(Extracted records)
-- Begin --

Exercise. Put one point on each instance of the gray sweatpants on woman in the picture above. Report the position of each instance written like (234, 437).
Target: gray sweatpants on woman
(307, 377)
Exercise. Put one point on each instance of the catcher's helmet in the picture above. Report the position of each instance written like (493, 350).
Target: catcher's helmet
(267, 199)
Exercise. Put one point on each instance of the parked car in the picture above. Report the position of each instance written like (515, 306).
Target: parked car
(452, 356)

-- End --
-- Begin --

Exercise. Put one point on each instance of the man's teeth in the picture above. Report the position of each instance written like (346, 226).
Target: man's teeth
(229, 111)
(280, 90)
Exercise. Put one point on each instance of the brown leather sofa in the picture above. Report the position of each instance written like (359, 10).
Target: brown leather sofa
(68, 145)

-- End --
-- Begin --

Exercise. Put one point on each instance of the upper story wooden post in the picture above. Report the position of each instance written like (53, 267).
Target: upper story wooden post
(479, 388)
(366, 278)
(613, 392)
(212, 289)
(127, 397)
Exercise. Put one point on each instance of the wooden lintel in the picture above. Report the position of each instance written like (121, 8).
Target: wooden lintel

-- End --

• **Exercise aim**:
Please count the lines in the items above that contain the string "leather", treating uppercase and lowercase as different. Reply with the number only.

• **Output for this exercise**:
2